__Exercise__: Each entry is to be repeated word for word, and the images are to be dropped.

*** Begin section ***

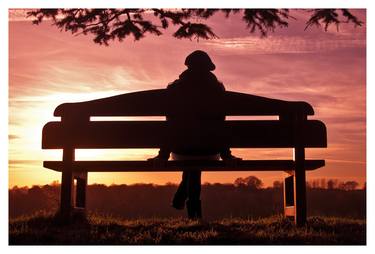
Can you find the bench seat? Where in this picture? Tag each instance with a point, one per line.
(173, 166)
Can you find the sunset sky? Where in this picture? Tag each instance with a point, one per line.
(327, 69)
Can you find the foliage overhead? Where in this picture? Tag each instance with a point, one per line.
(112, 24)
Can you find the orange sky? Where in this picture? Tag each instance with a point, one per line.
(327, 69)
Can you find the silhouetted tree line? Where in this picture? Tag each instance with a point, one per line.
(117, 24)
(244, 198)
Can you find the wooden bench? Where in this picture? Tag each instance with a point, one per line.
(291, 129)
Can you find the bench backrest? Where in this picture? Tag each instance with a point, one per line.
(77, 131)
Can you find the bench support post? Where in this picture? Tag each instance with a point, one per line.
(288, 189)
(66, 198)
(81, 189)
(300, 187)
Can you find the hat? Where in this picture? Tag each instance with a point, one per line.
(199, 60)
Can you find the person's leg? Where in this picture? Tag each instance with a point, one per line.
(181, 194)
(194, 192)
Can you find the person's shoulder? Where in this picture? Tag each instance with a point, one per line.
(174, 84)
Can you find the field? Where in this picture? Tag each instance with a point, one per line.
(45, 229)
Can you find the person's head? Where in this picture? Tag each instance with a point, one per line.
(199, 60)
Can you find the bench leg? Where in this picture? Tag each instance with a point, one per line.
(295, 190)
(289, 210)
(66, 198)
(300, 187)
(81, 190)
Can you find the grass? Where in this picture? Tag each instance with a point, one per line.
(45, 229)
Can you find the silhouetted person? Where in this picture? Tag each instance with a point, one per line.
(193, 92)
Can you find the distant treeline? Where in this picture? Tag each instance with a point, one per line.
(241, 199)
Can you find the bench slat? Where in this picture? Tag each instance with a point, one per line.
(174, 166)
(159, 102)
(155, 134)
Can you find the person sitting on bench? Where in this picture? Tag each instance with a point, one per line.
(194, 91)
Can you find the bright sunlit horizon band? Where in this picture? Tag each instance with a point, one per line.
(53, 67)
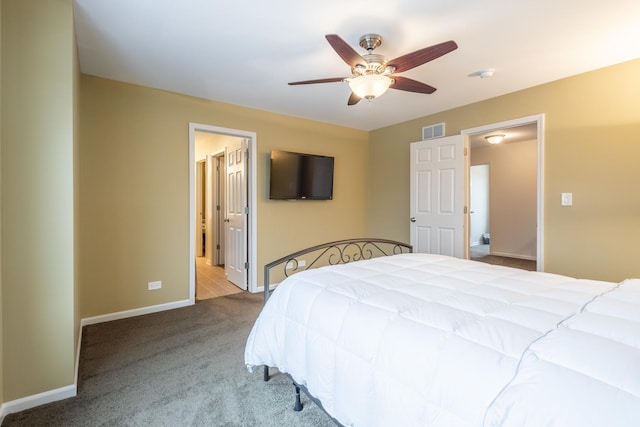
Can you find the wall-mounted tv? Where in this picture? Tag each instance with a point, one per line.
(298, 176)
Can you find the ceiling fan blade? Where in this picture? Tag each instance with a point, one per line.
(422, 56)
(353, 99)
(346, 52)
(328, 80)
(410, 85)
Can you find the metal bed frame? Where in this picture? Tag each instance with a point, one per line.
(331, 253)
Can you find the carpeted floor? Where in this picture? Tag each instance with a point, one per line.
(183, 367)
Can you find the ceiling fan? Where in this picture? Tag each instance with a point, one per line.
(372, 74)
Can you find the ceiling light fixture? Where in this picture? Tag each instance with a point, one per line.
(370, 86)
(494, 139)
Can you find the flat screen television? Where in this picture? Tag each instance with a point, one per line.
(298, 176)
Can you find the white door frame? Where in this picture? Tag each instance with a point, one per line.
(538, 119)
(252, 275)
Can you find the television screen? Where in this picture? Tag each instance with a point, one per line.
(300, 176)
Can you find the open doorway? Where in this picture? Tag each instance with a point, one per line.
(505, 194)
(222, 206)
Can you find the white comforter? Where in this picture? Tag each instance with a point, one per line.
(427, 340)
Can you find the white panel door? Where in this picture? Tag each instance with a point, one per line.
(236, 215)
(437, 196)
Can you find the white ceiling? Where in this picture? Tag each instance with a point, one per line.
(245, 52)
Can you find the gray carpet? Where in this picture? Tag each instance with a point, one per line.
(183, 367)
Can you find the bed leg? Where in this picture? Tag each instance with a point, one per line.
(298, 405)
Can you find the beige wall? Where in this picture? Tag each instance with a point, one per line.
(38, 46)
(592, 123)
(1, 304)
(134, 213)
(513, 196)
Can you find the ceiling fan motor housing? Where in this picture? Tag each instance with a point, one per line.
(375, 64)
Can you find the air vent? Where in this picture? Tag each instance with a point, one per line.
(433, 131)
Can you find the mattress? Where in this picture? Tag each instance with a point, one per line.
(429, 340)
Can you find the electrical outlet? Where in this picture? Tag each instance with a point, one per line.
(566, 199)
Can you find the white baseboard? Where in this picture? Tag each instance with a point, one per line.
(37, 400)
(517, 256)
(133, 313)
(71, 390)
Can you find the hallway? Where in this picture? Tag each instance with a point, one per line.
(211, 281)
(482, 253)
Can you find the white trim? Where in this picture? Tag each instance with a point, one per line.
(135, 312)
(252, 220)
(515, 256)
(72, 390)
(539, 120)
(37, 400)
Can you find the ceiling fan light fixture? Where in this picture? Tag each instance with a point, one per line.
(370, 86)
(494, 139)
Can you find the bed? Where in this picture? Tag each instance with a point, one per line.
(428, 340)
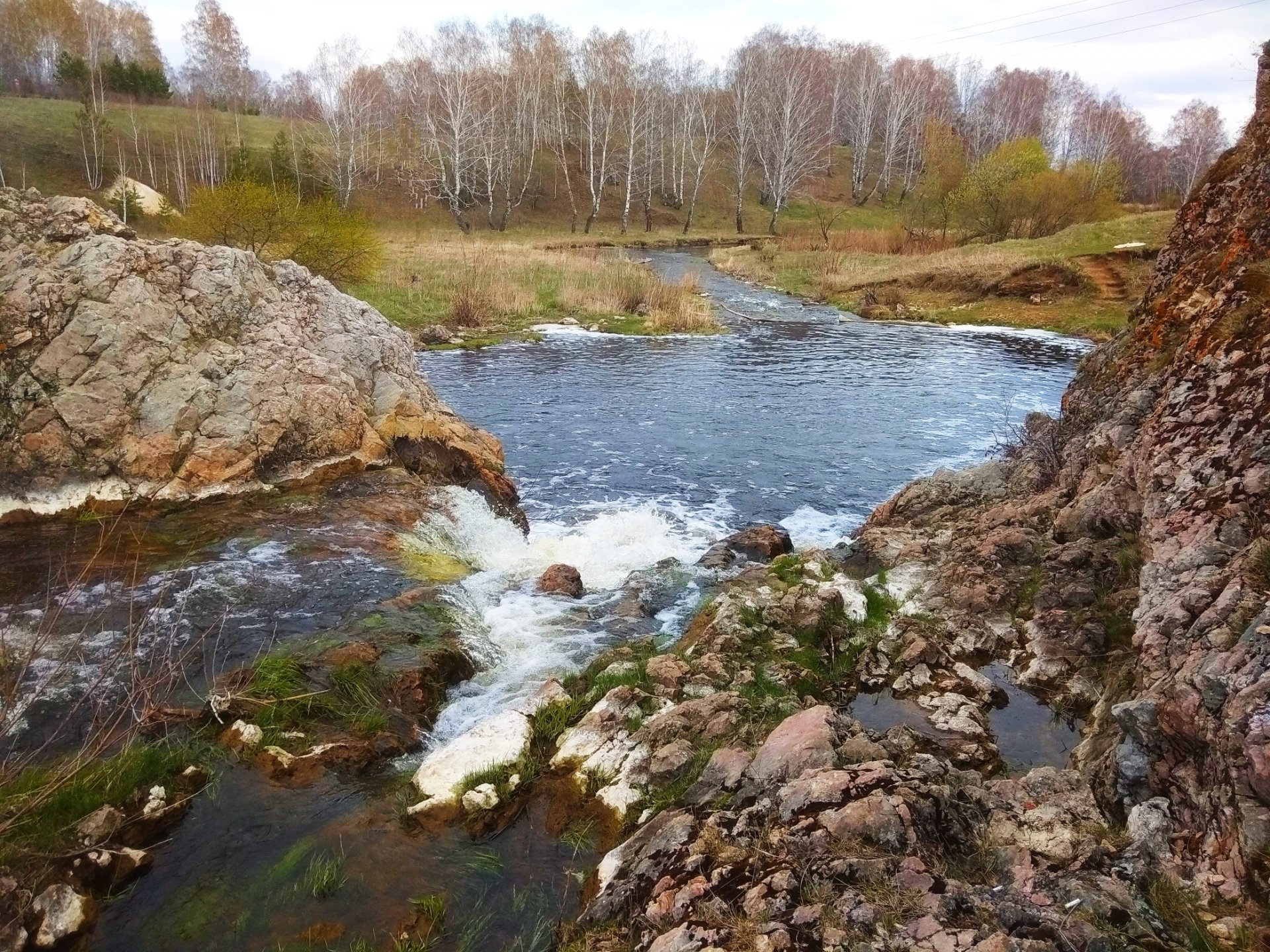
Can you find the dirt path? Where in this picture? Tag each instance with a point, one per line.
(1105, 276)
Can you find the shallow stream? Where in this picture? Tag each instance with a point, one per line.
(629, 452)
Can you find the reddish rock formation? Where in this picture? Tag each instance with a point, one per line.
(562, 579)
(1132, 537)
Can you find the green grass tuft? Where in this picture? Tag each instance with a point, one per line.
(432, 906)
(325, 875)
(48, 826)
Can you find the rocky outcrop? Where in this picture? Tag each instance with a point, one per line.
(172, 371)
(562, 580)
(1118, 560)
(1123, 553)
(756, 543)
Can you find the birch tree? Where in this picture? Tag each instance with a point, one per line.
(792, 141)
(1195, 138)
(349, 97)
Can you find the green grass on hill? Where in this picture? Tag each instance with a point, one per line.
(40, 146)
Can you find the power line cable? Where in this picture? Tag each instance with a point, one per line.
(988, 23)
(1150, 26)
(1101, 23)
(1032, 23)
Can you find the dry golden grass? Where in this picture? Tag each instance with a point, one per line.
(506, 286)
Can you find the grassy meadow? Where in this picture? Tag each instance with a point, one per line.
(493, 286)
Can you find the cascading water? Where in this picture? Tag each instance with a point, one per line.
(630, 451)
(632, 454)
(520, 636)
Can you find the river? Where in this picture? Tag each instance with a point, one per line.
(629, 452)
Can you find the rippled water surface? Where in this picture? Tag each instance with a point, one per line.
(630, 452)
(793, 416)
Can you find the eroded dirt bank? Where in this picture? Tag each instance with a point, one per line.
(1118, 560)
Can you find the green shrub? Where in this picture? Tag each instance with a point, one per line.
(276, 225)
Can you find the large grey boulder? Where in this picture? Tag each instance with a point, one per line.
(172, 371)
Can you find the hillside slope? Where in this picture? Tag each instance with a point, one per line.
(1154, 517)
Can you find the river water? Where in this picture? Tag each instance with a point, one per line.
(629, 452)
(634, 450)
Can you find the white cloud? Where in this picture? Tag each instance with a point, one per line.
(1158, 69)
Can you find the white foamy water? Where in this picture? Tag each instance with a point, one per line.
(523, 637)
(810, 528)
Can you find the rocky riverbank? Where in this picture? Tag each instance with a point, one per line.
(168, 371)
(1117, 559)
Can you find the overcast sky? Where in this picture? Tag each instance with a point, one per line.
(1164, 54)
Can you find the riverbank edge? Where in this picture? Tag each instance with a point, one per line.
(622, 324)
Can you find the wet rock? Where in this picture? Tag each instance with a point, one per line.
(241, 735)
(155, 803)
(480, 797)
(432, 334)
(101, 825)
(562, 580)
(658, 588)
(723, 774)
(63, 913)
(802, 742)
(130, 862)
(498, 740)
(756, 543)
(353, 653)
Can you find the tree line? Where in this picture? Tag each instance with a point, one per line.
(482, 120)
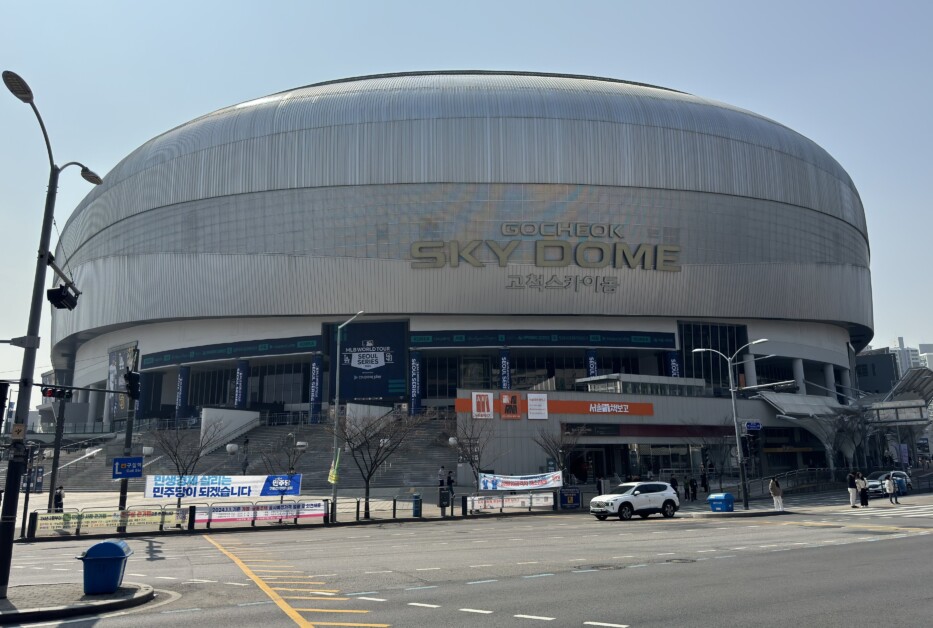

*** End section ***

__Problem solution__:
Can you find the bench seat? Where in this picture? Tag each instance with a point, one per line.
(173, 166)
Can you find the sunset sky? Where in this picture? Tag each instance with a point, one per line.
(327, 69)
Can you find the foliage overhead? Where in this picture? Tag each instance with a point, one per line.
(112, 24)
Can you find the orange sky? Where in this picture? Tag each instance with a point, one per line.
(327, 69)
Can you find the silhouetted tree line? Where in this picture? Tag each instance with a point, one per line.
(117, 24)
(244, 198)
Can you find the wooden bench? Where in this picture? Tag each instance with a point, one per line.
(291, 129)
Can you find the bench backrest? Where in this picture? Tag each instance with a point, one per line.
(77, 131)
Can you find the bench support post? Where in this picture? Tag each instance with a point, one per line.
(288, 189)
(66, 198)
(81, 189)
(300, 187)
Can you find the hat? Where in this picture? Tag each instance with a point, one per line.
(199, 60)
Can you find the person's leg? Where in this picture? Tag each instance with a point, one per line.
(181, 194)
(194, 192)
Can you find the person's shoulder? Where in this picture? Tag each instance with a point, one per line.
(174, 84)
Can you find the field? Where in this picture? Tag each instance with a point, one per line.
(45, 229)
Can you find the person's head? Where in this picture? Tag each instance with a point, one per line.
(199, 60)
Can you find the bench leg? Where in this picture? Tag each instance with a point, one per line.
(295, 190)
(289, 210)
(66, 198)
(300, 187)
(81, 190)
Can you find the grass? Where in this picture? Tag each instance with a point, one per line.
(45, 229)
Can you find the silhouetted person? Where in this picture? Tag each instance with a point, one per line.
(193, 92)
Can you find the distant treeline? Where in this picture? Tag each instance with a point, one per line.
(241, 199)
Can you find the bench slat? Where in this picture? Tag each instance with a point, one per line.
(174, 166)
(159, 102)
(155, 134)
Can you find the person sitting on bench? Where in this picture? Tag each instance with a point, one per line.
(194, 91)
Can you find the bright sunlit horizon band? Where in this picture? Tag each instance with a point, one per line.
(53, 67)
Can you find the wall-mounted tv? Where in this picture? Tag each instance with a point, one per line.
(298, 176)
Can you find the ceiling fan blade? Where in this picture? Tag each instance with a point, one per line.
(422, 56)
(353, 99)
(346, 52)
(328, 80)
(410, 85)
Can you find the metal bed frame? Where in this picture? Tag each instance with a point, one per line.
(331, 253)
Can you find the carpeted floor? Where in this picture? Tag each instance with a point, one per line.
(183, 367)
Can you find the ceiling fan? Where in this picture? Tag each instance with a point, one per line.
(372, 74)
Can you find the ceiling light fixture? Where in this picture? Tag each instance with a point, one per line.
(370, 86)
(494, 139)
Can you find the flat screen television? Where in this picture? Tag each instance with a point, one per line.
(298, 176)
Can you find the white door frame? Where in this picture? Tag each instance with a point, one per line.
(538, 119)
(252, 275)
Can you find the television screen? Where in this picture? Tag each instance with a point, one per line.
(300, 176)
Can you find the open doorway? Where in this picture? Tag each instance with a point, one per line.
(505, 194)
(222, 206)
Can you find the white comforter? Where in this picture? Tag each instance with a point, one per line.
(427, 340)
Can you find the white panel door? Where in this picture? Tag each instance with a point, one per line.
(236, 215)
(437, 196)
Can you find the white ceiling? Where in this picture? Tag each instance with a point, one per line.
(245, 52)
Can you find the gray carpet? Where in this picture? Tag each instance with a point, one per line.
(183, 367)
Can you find the bed leg? Where in this picture? Tag each instance with a point, one per line.
(298, 405)
Can you find the beige wall? Where in this picture? Tag each instance with a point, one per line.
(38, 46)
(592, 123)
(1, 304)
(134, 213)
(513, 196)
Can you find the ceiling fan motor housing? Where in this picture? Tag each instance with a point, one per line.
(375, 64)
Can you find the air vent? Where in this picture? Tag each instance with a point, one per line.
(433, 131)
Can you find the mattress? Where in this picture? Tag each instance with a point, one per line.
(429, 340)
Can you find the electrical outlet? Where in this picture? Tag each instance with a point, one per line.
(566, 199)
Can you find the white baseboard? Where in this picture? Tag each instance with a point, one per line.
(37, 400)
(517, 256)
(133, 313)
(71, 390)
Can you find the hallway? Where in this picture? Tag each instance with a point, one per line.
(211, 281)
(482, 253)
Can you find the white trim? Where in this picture? Tag each instance with a point, one per line.
(135, 312)
(252, 220)
(515, 256)
(72, 390)
(539, 120)
(37, 400)
Can you find the ceiling fan light fixture? Where in this picture? Tag each instance with a point, one per line.
(370, 86)
(494, 139)
Can you find the bed? Where in this picture? Tag each instance with a point, one per line.
(428, 340)
Can you find the dirt path? Where in this picture? Tag each instance with a point, one per line.
(1105, 276)
Can you find the shallow stream? Where in this picture? Tag each instance with a point, one per line.
(629, 452)
Can you find the reddish rock formation? Where in this picture? Tag each instance with a point, one per line.
(562, 579)
(1132, 537)
Can you find the green grass tuft? Where in this picture? Tag each instance with a point, one per line.
(432, 906)
(325, 875)
(48, 826)
Can you find the rocky outcrop? Where in this picture? Tag each instance with a point, one per line.
(172, 371)
(562, 580)
(1118, 560)
(1123, 553)
(756, 543)
Can you find the birch tree? Where in this picture? Tag each instance with a point, one per line.
(792, 141)
(1195, 138)
(349, 97)
Can you find the green grass on hill? Where in this picture? Tag each instance with a point, one per line.
(40, 146)
Can you find the power line cable? Where in this picture? Tag each instance with a point, one per line.
(988, 23)
(1150, 26)
(1101, 23)
(1032, 23)
Can you find the dry golden grass? Where in this picture? Tag each instance with a point, one per line.
(506, 286)
Can you find the grassy meadow? Where in this picture? Tag each instance with a point, one per line.
(493, 286)
Can you find the cascading water? Where in this picture? Tag each instance with a point, one per line.
(630, 451)
(632, 454)
(520, 636)
Can you find the river? Where in this picture? Tag each instance with a point, one per line.
(629, 452)
Can you find the rippled water surface? Where in this picture? Tag each instance with a point, one per line.
(630, 452)
(793, 416)
Can you find the eroded dirt bank? Where in this picture? Tag each instance with a point, one per line.
(1118, 560)
Can you find the green shrub? Where in this picture? Tag each instance with a point, one per line.
(276, 225)
Can you find the large grey boulder? Where in this picture? Tag each instance with a point, one per line.
(172, 371)
Can you find the hillside slope? Where in this picture? Tag each instance with a point, one per line.
(1154, 517)
Can you find the river water? Where in this picture? Tag each instance with a point, one per line.
(629, 452)
(634, 450)
Can you find the white cloud? Where in this picture? Tag each instance with a point, one per line.
(1158, 69)
Can you find the white foamy water? Where in this picture? Tag each instance with a point, one per line.
(523, 637)
(810, 528)
Can you find the rocky riverbank? Where in this picture? Tag each instance with a point, one per line.
(168, 371)
(1117, 559)
Can you find the overcast sky? Where in this picture? Tag each instance with a point, one per line.
(1164, 54)
Can you find the riverbank edge? Where in this picture? Tag each instance with a point, one per line.
(622, 324)
Can you find the wet rock? Where in this picture? Tag each instance with a point, one per line.
(241, 735)
(155, 803)
(480, 797)
(432, 334)
(101, 825)
(562, 580)
(658, 588)
(723, 774)
(63, 913)
(802, 742)
(130, 862)
(498, 740)
(756, 543)
(353, 653)
Can you find the tree line? Where in this picture? Tag each instance with a point, one per line.
(482, 120)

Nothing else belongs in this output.